Quelle ▸
Netzwirtschaft

Banken haben Facebook und Twitter für sich entdeckt

„Nutzer wollen zählbare Vorteile, keine Freundschaften.” Mit dieser Überschrift hat die Deutsche Bank einen Forschungsbericht (PDF) über das Engagement der Banken in den sozialen Medien überschrieben. Danach wünschen sich Social-Media-Nutzer vor allem Informationen über Finanzprodukte, aber nur noch selten Besuche in einer Filiale. Wenn also immer mehr Menschen in den sozialen Medien unterwegs sind, aber weniger häufig Filialen aufsuchen, dann „müssen Banken auf den neuen Kommunikationskanälen relevante Informationen liefern”, lautet eine Schlussfolgerung der Bankforscher.

Genau das tun die meisten Finanzinstitute bisher offenbar nicht. Zwar sind inzwischen viele Banken auf Facebook, Twitter oder Youtube aktiv, doch die Dialogintensität mit den Nutzern sei noch „dramatisch niedrig”, hat das Beratungsunternehmen Keylens herausgefunden. „Durchschnittlich entfallen auf 100 Fans je Monat nur etwa 2 Kommentare auf Facebook, und nur jeder fünfundzwanzigste Follower auf Twitter hat seine Bank jemals in einem Retweet erwähnt”, sagt Keylens-Partner Archibald von Keyserlingk. Nach seiner Einschätzung gibt es in Deutschland noch kein Finanzinstitut, das in den sozialen Medien gleichzeitig eine hohe Reichweite erzielt und diese in einen nachhaltigen Dialog überführt. „Für eine Bank ist es deutlich schwieriger als zum Beispiel für Autobauer oder Modefirmen, rege Diskussionen anzustoßen. Der Social-Media-Nutzer ist nicht daran interessiert, die Bank als Freund zu haben. Vielmehr sucht er Hilfe und Rat bei Finanzthemen”, sagte Keyserlingk.

Zu erledigen ▸
#1 Schreiben Sie aus dem Artikel über Banken in sozialen Medien den Abschnitt zwischen „Banken haben Facebook“ und „Schlussfolgerung der Bankforscher.“ ab, beide Stellen eingeschlossen.
#2 Nennen Sie alle Social-Media-Plattformen, die im Artikel über Banken in sozialen Medien namentlich vorkommen.
#3 Führen Sie bitte den Artikel über Banken in sozialen Medien nach seinem letzten Satz weiter.

Auszüge der Datensätze ▸

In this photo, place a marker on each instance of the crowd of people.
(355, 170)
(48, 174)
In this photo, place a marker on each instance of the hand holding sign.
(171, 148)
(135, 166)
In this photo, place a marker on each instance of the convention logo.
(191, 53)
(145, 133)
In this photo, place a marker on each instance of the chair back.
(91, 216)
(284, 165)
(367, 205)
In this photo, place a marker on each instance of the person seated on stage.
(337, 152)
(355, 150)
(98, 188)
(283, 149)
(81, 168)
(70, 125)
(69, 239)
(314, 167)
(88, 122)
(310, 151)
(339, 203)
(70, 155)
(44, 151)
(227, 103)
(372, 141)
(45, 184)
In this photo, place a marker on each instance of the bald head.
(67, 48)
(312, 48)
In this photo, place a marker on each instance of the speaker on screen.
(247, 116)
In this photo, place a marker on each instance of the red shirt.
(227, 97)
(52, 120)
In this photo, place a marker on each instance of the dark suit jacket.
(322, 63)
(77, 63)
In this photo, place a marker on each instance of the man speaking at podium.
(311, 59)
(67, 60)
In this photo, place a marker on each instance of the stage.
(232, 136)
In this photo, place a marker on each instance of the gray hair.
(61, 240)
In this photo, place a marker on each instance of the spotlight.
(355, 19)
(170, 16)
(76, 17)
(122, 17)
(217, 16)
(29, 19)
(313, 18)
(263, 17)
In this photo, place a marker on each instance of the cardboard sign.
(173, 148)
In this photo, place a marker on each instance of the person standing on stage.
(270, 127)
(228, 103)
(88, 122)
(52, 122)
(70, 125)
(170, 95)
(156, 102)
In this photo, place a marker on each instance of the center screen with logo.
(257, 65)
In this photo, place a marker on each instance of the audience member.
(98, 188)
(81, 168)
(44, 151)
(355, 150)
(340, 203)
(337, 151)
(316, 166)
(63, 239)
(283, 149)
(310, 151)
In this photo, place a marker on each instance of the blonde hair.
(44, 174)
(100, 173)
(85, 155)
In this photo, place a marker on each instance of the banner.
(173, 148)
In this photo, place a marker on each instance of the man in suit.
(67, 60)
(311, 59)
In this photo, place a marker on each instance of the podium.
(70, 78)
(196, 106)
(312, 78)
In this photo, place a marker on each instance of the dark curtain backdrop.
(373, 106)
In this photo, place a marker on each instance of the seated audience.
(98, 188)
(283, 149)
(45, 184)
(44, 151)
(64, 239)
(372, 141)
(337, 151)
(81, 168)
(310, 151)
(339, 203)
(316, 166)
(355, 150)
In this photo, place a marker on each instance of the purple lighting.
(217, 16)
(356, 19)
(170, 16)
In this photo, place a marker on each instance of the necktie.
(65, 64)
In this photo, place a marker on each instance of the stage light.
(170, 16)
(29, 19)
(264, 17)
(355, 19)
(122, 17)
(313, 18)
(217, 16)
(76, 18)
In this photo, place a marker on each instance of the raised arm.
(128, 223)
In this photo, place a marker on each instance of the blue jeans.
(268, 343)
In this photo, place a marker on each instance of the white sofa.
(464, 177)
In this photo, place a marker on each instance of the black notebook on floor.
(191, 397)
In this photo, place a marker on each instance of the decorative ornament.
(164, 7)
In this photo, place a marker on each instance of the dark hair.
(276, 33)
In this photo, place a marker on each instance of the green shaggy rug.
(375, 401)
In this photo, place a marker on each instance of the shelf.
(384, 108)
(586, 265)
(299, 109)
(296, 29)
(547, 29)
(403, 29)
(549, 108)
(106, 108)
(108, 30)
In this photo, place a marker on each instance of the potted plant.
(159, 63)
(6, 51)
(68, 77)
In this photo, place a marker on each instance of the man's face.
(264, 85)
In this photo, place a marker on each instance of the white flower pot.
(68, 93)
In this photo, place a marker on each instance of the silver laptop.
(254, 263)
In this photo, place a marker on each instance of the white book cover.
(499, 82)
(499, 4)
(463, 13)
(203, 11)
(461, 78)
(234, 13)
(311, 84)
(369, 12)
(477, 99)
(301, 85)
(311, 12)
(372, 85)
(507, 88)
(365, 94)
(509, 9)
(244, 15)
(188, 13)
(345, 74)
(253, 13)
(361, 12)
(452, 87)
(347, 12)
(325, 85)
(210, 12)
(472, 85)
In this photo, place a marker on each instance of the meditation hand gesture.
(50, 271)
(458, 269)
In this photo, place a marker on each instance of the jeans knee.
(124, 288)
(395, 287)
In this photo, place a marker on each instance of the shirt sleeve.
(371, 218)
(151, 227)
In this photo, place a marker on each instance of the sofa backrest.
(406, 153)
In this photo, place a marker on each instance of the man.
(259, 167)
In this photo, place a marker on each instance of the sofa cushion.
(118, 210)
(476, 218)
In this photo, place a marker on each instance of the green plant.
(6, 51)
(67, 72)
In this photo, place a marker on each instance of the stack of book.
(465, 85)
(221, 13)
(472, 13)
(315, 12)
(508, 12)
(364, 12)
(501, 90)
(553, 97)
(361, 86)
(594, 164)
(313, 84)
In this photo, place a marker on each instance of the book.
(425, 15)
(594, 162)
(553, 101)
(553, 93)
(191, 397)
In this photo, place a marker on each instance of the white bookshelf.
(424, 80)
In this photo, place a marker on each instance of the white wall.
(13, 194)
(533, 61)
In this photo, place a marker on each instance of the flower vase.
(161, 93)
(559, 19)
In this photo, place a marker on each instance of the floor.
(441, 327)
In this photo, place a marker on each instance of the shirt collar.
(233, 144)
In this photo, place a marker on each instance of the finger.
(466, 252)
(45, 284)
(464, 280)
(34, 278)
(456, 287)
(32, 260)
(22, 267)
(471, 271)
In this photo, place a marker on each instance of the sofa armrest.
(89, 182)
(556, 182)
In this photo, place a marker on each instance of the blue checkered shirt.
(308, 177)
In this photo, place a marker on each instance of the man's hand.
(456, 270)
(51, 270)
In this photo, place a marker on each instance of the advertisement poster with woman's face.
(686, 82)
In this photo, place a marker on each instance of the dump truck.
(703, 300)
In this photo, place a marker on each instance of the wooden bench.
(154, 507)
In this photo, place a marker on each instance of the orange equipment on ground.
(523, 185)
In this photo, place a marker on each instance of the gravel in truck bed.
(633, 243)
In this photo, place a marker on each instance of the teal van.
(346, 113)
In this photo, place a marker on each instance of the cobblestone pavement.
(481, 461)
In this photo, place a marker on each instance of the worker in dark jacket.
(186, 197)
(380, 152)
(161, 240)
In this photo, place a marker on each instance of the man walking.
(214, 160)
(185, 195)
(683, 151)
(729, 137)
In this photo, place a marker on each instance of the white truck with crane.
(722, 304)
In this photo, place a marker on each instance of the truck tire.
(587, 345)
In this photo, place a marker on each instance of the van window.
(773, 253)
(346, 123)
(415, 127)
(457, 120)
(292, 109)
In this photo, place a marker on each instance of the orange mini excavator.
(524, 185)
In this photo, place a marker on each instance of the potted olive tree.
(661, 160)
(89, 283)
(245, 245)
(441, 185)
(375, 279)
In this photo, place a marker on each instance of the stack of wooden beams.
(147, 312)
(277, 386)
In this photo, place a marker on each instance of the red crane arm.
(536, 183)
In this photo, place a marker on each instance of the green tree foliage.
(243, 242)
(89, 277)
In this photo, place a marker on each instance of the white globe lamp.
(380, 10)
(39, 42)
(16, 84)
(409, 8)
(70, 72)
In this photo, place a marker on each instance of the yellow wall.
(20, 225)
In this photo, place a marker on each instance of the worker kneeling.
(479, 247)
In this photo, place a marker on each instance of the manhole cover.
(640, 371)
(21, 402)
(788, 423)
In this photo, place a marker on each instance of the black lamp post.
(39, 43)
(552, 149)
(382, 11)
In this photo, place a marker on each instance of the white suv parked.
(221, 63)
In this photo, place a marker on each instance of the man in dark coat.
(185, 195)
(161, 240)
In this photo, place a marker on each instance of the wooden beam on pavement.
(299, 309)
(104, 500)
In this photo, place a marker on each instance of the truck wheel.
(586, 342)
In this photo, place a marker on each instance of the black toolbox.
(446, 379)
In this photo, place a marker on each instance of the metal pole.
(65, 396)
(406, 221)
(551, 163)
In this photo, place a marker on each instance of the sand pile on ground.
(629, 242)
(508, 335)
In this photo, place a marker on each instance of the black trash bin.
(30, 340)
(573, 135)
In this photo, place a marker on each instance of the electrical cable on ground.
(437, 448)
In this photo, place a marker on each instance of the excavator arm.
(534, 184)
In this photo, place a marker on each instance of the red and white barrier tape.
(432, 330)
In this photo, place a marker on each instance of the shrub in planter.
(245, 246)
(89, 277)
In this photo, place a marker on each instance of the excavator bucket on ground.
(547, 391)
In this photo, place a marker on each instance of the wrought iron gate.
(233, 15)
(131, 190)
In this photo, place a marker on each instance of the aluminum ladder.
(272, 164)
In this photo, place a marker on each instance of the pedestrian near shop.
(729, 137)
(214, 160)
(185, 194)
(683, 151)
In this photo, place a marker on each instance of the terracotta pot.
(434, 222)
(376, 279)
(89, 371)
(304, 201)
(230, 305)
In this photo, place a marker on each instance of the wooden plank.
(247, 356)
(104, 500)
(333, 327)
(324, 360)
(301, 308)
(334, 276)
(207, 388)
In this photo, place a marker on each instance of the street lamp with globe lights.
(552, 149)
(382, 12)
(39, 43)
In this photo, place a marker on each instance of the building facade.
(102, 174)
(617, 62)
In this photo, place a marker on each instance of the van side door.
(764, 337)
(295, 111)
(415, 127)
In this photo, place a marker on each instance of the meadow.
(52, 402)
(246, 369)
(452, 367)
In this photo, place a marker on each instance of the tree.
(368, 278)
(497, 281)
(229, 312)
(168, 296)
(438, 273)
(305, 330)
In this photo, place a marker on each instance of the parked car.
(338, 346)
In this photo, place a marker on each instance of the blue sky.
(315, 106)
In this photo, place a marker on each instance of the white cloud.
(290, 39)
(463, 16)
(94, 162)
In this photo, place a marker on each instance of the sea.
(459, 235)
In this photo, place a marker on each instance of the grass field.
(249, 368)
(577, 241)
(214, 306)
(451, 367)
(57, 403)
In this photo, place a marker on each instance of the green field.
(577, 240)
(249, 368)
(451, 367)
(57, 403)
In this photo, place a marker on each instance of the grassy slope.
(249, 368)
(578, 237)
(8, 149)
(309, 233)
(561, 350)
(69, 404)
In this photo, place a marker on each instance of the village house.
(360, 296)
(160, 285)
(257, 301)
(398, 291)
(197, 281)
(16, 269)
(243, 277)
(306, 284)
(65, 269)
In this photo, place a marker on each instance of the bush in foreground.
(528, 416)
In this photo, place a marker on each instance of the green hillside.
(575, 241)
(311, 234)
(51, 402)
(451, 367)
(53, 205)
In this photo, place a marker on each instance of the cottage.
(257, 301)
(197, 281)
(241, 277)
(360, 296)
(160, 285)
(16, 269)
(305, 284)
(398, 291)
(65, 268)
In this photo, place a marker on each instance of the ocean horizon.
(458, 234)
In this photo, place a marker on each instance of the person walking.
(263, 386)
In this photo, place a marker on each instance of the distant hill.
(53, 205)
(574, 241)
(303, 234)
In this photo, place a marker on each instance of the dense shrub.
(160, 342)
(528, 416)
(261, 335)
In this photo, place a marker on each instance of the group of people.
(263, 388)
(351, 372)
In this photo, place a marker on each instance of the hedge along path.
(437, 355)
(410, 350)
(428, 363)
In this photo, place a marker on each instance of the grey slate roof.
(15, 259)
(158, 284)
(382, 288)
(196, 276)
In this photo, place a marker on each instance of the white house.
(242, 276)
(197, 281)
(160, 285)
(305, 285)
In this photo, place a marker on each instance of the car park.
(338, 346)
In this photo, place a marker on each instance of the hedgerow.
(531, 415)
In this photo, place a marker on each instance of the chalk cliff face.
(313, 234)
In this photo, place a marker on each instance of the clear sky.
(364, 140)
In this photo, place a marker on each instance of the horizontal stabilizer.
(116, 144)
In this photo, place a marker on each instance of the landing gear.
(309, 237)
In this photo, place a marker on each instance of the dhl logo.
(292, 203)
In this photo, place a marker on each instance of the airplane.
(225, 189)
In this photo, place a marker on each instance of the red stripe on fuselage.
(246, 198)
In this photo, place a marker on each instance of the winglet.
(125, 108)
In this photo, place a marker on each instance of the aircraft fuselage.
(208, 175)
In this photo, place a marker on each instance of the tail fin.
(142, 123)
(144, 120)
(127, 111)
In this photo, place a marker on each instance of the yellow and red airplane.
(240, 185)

Antworten ▸
#1
Banken haben Facebook und Twitter für sich entdeckt

„Nutzer wollen zählbare Vorteile, keine Freundschaften.” Mit dieser Überschrift hat die Deutsche Bank einen Forschungsbericht (PDF) über das Engagement der Banken in den sozialen Medien überschrieben. Danach wünschen sich Social-Media-Nutzer vor allem Informationen über Finanzprodukte, aber nur noch selten Besuche in einer Filiale. Wenn also immer mehr Menschen in den sozialen Medien unterwegs sind, aber weniger häufig Filialen aufsuchen, dann „müssen Banken auf den neuen Kommunikationskanälen relevante Informationen liefern”, lautet eine Schlussfolgerung der Bankforscher.

#2 Facebook, Twitter, Youtube

#3
Diese Strategie haben bisher meist kleinere Institute verfolgt. „Eine gute Balance zwischen Reichweite und Dialog erzielen nur die beiden ,Social Banking‘-Institute Fidor und GLS Bank. Die Sparkasse ist klare Benchmark in puncto Reichweite. Die meisten deutschen Banken erzielen über Social Media jedoch noch keinen großen Effekt”, sagt Keyserlingk.

Dabei wäre die Zeit passend. „In der Finanzkrise wurde das zuletzt bestehende Vertrauen der Bevölkerung in die Banken bis auf einen marginalen Rest aufgebraucht. Social Media und die Kern-Wirkmechanismen des Web 2.0 bieten für die Banken die Chance, sich dieses Vertrauen wieder erarbeiten zu können”, sagte Matthias Kröner, Chef der Fidor Bank, die ganz auf das Social Banking setzt.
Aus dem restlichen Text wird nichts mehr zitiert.